**Aim of the task:**
Copy every line of the material below word for word, leaving out the pictures.

[Pointing entries for labeled objects]
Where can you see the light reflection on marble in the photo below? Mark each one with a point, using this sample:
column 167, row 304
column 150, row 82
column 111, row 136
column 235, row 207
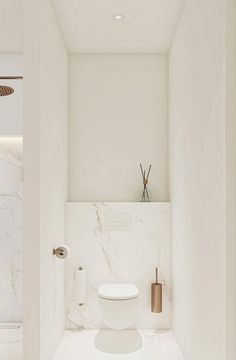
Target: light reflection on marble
column 80, row 346
column 11, row 197
column 110, row 255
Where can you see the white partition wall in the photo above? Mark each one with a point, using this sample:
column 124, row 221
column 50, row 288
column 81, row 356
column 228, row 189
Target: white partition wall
column 202, row 166
column 45, row 134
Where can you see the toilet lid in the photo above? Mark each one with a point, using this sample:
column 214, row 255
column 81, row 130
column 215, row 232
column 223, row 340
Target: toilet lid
column 118, row 291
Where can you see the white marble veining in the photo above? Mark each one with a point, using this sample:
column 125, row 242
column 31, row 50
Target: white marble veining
column 81, row 346
column 118, row 242
column 11, row 343
column 11, row 197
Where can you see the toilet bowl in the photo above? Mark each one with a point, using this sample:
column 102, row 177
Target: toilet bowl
column 118, row 305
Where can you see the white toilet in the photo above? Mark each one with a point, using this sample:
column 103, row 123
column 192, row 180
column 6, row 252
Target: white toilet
column 118, row 305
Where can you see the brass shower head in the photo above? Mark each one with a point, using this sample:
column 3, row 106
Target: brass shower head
column 8, row 90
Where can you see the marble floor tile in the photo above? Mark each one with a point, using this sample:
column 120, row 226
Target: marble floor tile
column 81, row 346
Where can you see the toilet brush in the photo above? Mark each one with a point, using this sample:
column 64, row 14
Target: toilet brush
column 156, row 295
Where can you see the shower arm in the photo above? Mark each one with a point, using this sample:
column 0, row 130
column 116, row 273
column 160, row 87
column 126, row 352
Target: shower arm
column 11, row 77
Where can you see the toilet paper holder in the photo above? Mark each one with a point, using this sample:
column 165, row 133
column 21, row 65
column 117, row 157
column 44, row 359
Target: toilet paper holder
column 61, row 252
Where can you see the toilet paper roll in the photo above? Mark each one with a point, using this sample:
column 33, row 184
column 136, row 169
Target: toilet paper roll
column 80, row 286
column 62, row 252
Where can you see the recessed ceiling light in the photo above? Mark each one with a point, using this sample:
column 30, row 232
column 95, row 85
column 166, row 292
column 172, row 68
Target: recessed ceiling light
column 118, row 17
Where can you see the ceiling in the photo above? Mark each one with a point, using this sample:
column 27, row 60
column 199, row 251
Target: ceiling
column 11, row 26
column 88, row 26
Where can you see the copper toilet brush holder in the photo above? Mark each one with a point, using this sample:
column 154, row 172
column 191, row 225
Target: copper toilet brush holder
column 156, row 290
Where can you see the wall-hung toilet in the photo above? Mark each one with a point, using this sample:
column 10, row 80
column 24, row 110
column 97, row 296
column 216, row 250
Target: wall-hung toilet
column 118, row 305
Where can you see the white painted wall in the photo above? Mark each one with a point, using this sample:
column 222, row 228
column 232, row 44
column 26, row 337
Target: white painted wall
column 118, row 118
column 11, row 107
column 11, row 224
column 46, row 164
column 197, row 158
column 230, row 179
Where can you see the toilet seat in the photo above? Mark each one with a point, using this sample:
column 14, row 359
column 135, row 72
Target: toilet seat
column 118, row 291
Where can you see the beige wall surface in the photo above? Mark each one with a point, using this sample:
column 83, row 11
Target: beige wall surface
column 118, row 118
column 197, row 177
column 45, row 140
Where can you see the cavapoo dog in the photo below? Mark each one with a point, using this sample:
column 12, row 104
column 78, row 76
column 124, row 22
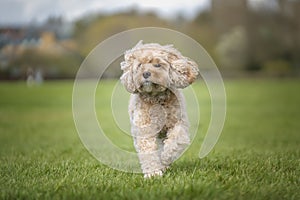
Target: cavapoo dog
column 159, row 124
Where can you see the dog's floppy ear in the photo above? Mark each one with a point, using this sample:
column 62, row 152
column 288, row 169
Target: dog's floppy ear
column 127, row 76
column 183, row 71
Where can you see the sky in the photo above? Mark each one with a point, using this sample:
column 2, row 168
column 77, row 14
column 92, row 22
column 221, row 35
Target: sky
column 26, row 11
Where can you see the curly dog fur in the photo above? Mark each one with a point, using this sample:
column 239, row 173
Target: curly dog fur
column 159, row 124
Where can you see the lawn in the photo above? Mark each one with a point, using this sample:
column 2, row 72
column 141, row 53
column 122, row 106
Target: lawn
column 257, row 155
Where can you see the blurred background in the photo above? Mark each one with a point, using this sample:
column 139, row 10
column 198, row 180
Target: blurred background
column 48, row 39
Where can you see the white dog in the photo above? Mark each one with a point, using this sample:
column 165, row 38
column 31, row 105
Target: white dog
column 159, row 122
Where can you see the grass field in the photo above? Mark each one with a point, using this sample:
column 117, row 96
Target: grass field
column 257, row 156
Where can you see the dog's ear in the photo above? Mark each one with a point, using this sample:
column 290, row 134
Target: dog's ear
column 127, row 76
column 183, row 71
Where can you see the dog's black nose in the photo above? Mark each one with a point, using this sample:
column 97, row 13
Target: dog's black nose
column 146, row 75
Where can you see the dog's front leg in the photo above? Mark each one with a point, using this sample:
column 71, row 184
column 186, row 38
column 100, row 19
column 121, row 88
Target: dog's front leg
column 176, row 142
column 149, row 156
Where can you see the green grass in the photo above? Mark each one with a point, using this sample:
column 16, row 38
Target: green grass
column 257, row 156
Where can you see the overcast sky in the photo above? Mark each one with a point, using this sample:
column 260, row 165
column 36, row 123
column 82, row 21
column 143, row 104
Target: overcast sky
column 20, row 11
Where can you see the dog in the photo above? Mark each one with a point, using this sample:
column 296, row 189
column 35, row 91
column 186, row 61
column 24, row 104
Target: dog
column 154, row 75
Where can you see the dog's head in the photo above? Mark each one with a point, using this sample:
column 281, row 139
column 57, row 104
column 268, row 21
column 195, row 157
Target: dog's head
column 154, row 68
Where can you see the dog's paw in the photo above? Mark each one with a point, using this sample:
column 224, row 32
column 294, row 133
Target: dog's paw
column 153, row 174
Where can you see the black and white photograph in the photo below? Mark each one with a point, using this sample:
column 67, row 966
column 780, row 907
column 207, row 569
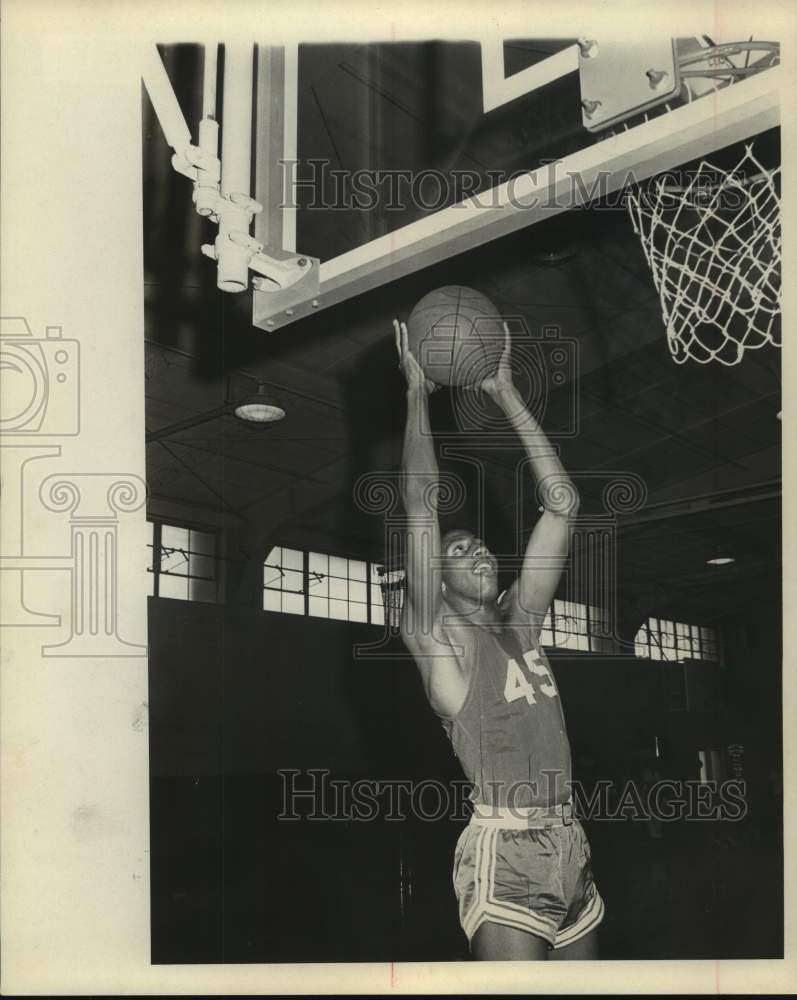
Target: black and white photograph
column 401, row 478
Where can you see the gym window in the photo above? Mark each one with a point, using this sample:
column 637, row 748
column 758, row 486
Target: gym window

**The solution:**
Where can you see the light reflection on marble in the photo below? Mark each one with a point, using this sample:
column 167, row 304
column 150, row 82
column 111, row 136
column 235, row 207
Target: light reflection on marble
column 80, row 346
column 11, row 197
column 110, row 255
Where can you see the white partition wall in the photo above? Mark each one with a point, using this sample:
column 124, row 221
column 50, row 288
column 81, row 356
column 228, row 189
Target: white partition wall
column 202, row 166
column 45, row 134
Where can you see the toilet lid in the photo above? Mark each one with a point, using this sample:
column 214, row 255
column 81, row 130
column 215, row 232
column 223, row 340
Target: toilet lid
column 118, row 291
Where can you see the white marble veining in the photo above? Mark each one with a point, using this sample:
column 125, row 242
column 31, row 50
Target: white marble veining
column 81, row 346
column 118, row 242
column 11, row 343
column 11, row 197
Where can you see the toilet bowl in the photo above? Mark each one with a point, using this sample:
column 102, row 177
Target: toilet bowl
column 118, row 305
Where can you see the white toilet in the photo above? Mark each one with a point, using this sample:
column 103, row 123
column 192, row 180
column 6, row 252
Target: white toilet
column 118, row 305
Where can you see the brass shower head in the photo above? Mark each one with a point, using this sample:
column 3, row 106
Target: brass shower head
column 8, row 90
Where can you see the marble floor tile in the photo above? Mark each one with a point, using this sample:
column 120, row 226
Target: marble floor tile
column 81, row 346
Where can you see the toilet brush in the photo above? Mark each one with a point, using this sample:
column 64, row 14
Target: toilet brush
column 156, row 295
Where can you see the shower arm in the photo above? Mark each one with a point, using this sample:
column 0, row 130
column 116, row 273
column 160, row 87
column 126, row 352
Target: shower arm
column 11, row 77
Where can you see the toilet paper holder in the photo above? Mark each one with a point, using this sample:
column 165, row 133
column 21, row 65
column 117, row 157
column 44, row 359
Target: toilet paper holder
column 61, row 252
Where can you see the toilet paper roll in the photo above? Mark each one with a point, using this sample:
column 33, row 184
column 136, row 169
Target: toilet paper roll
column 80, row 286
column 62, row 252
Where can you see the recessed ceiling light in the photo above? Mark each one with a point, using this sample:
column 30, row 232
column 95, row 85
column 166, row 292
column 172, row 68
Target: recessed ceiling light
column 118, row 17
Where can you see the ceiling in the photo above? Mark each one with a point, using this sample:
column 27, row 60
column 199, row 251
Target: ceiling
column 11, row 26
column 88, row 26
Where can you see the copper toilet brush holder in the photo above? Mark each one with a point, using this sample:
column 154, row 172
column 191, row 225
Target: copper toilet brush holder
column 156, row 290
Where can you see the wall-hung toilet in the photo above? Mark each one with a point, using this sample:
column 10, row 80
column 24, row 110
column 97, row 296
column 216, row 250
Target: wall-hung toilet
column 118, row 305
Where can you see the white painted wall in the photo above? Mark each one with a point, using this sample:
column 222, row 228
column 232, row 44
column 26, row 337
Target: white painted wall
column 118, row 118
column 11, row 107
column 11, row 224
column 46, row 164
column 197, row 158
column 230, row 179
Where can you see the toilet seat in the photo above? Mark each one with a point, using this sample:
column 14, row 359
column 135, row 72
Target: toilet seat
column 118, row 291
Where can you see the beige wall surface in the photo above? Mark each one with a point, using this sample:
column 83, row 11
Target: beige wall surface
column 118, row 118
column 197, row 177
column 45, row 140
Where can you see the cavapoo dog in the photo below? Mark each one with a point, using this sample:
column 12, row 104
column 78, row 76
column 124, row 22
Target: cavapoo dog
column 159, row 124
Where can you see the dog's floppy ear in the photo above? Mark each one with a point, using this sample:
column 62, row 152
column 288, row 169
Target: dog's floppy ear
column 127, row 76
column 183, row 71
Where can you see the sky in the photo above? Mark each one with a point, using this sample:
column 2, row 168
column 77, row 14
column 92, row 22
column 221, row 35
Target: sky
column 26, row 11
Where can you see the curly dog fur in the photo above? Mark each one with a point, using this sample:
column 239, row 173
Target: curly dog fur
column 159, row 124
Where can you see the lawn in the photo above? Mark each one with a point, using this sample:
column 2, row 72
column 141, row 53
column 122, row 106
Target: lawn
column 257, row 155
Where can you see the blurred background in the photo above? Mark each one with a point, using this sample:
column 139, row 10
column 198, row 180
Target: blurred background
column 48, row 39
Where can you see the white dog in the photo above? Mark each one with a point, using this sample:
column 165, row 38
column 31, row 105
Target: white dog
column 159, row 122
Where can you see the grass field in the photo above? Mark each one with a point, using this sample:
column 117, row 96
Target: grass field
column 257, row 156
Where can you see the dog's ear in the photo above? Mark each one with a point, using this sample:
column 290, row 134
Target: dog's ear
column 127, row 76
column 183, row 71
Where can you see the dog's black nose in the photo above? Mark each one with a point, using this sample:
column 97, row 13
Target: dog's black nose
column 146, row 75
Where can you see the dog's front leg in the photo above? Mark each one with a point, using this sample:
column 71, row 184
column 186, row 38
column 100, row 19
column 121, row 88
Target: dog's front leg
column 176, row 142
column 149, row 156
Where can you see the green grass in the photo above? Mark each one with a point, using this sample:
column 16, row 38
Target: green grass
column 257, row 156
Where can you see the overcast sky in the photo above? Mark each one with a point, using this sample:
column 260, row 165
column 36, row 123
column 82, row 21
column 143, row 104
Target: overcast sky
column 20, row 11
Where can you see the dog in the photo above? Mark each one with a point, using this sample:
column 296, row 189
column 35, row 91
column 186, row 61
column 24, row 104
Target: dog
column 154, row 75
Where can you see the dog's head in the photo above? Mark each one with a point, using this sample:
column 281, row 139
column 57, row 104
column 268, row 21
column 195, row 157
Target: dog's head
column 154, row 68
Where can you see the dog's paw in the photo above? Mark each one with a point, using this sample:
column 224, row 32
column 294, row 133
Target: dog's paw
column 153, row 174
Where can you see the black and white photograph in the photo below? Mark each one with a point, using this sample:
column 67, row 966
column 780, row 907
column 207, row 569
Target: black and white photograph
column 401, row 478
Where can you see the gym window in the photo above? Mark each one with a point, using this sample:
column 637, row 748
column 758, row 486
Target: gym window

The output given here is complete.